- Dataset records:
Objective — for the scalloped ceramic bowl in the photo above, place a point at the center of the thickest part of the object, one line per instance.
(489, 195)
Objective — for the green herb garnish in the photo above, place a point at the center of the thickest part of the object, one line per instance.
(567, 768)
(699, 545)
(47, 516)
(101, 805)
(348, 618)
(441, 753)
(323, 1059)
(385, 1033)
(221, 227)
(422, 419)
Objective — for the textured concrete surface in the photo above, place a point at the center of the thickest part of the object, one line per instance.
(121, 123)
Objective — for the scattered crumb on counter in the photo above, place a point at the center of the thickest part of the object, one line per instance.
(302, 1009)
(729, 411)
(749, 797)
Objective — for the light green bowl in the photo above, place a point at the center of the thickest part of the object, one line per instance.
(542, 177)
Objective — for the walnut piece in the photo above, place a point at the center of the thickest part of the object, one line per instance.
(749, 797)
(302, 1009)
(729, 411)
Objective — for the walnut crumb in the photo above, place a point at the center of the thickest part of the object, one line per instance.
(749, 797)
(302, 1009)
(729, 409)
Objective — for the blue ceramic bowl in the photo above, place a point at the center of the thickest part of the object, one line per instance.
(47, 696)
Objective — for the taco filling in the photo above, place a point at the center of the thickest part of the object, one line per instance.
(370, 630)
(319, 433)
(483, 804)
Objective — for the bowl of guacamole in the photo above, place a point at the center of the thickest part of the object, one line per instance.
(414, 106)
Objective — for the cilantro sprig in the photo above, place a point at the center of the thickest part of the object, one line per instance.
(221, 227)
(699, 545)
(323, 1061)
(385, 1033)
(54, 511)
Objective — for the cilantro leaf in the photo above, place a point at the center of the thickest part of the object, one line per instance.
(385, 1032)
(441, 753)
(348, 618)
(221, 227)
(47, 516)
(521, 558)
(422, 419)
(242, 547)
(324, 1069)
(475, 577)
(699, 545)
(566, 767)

- Work instructions:
Format everything in the data from the line containing "Objective — for the textured" down to the final line as a numbered list, leaving out any blank lines. Include no other lines.

- Result for this exercise:
1. Objective — for the textured concrete surface in the photo above, place a point at the center of the thickest part of the object, one line per instance.
2. (121, 123)
3. Objective — for the scattered crumb on counter in the photo above, place a point at the center of the thickest part of the object, one line per instance.
4. (302, 1009)
5. (729, 411)
6. (749, 797)
7. Objective — for the light green bowl in the photo above, place a point at the center of the thickest part of the object, one line per instance.
8. (542, 177)
9. Objective — for the walnut piece in the photo above, place a point at the center of the thickest part of the object, one line per instance.
10. (749, 797)
11. (302, 1009)
12. (729, 411)
13. Objective — for the walnut crumb in the photo above, place a point at the center of the thickest part of the object, one line per instance.
14. (749, 797)
15. (302, 1009)
16. (729, 409)
17. Objective — for the blue ceramic bowl in the photo above, place a point at the center of the thickest part of the object, one line per instance.
18. (47, 696)
19. Objective — for the taco filling in the photo above, place a point at the center of the thickest part of the object, one line per instance.
20. (370, 630)
21. (319, 433)
22. (483, 804)
23. Objective — for the bowl of guacamole in the photo above, place a point at the center of the thickest part of the object, one line per instance.
24. (414, 106)
25. Objective — for the cilantro sprig in the photo above, place a point at the center of the thickest part of the object, one line per instance.
26. (221, 227)
27. (699, 545)
28. (323, 1061)
29. (385, 1033)
30. (54, 511)
31. Objective — for the cilantro leaf in the photo above, place a point at the center of the thickest part of the object, one line per instance.
32. (385, 1032)
33. (441, 753)
34. (348, 618)
35. (221, 227)
36. (47, 516)
37. (521, 558)
38. (422, 419)
39. (242, 547)
40. (324, 1069)
41. (475, 577)
42. (699, 545)
43. (566, 767)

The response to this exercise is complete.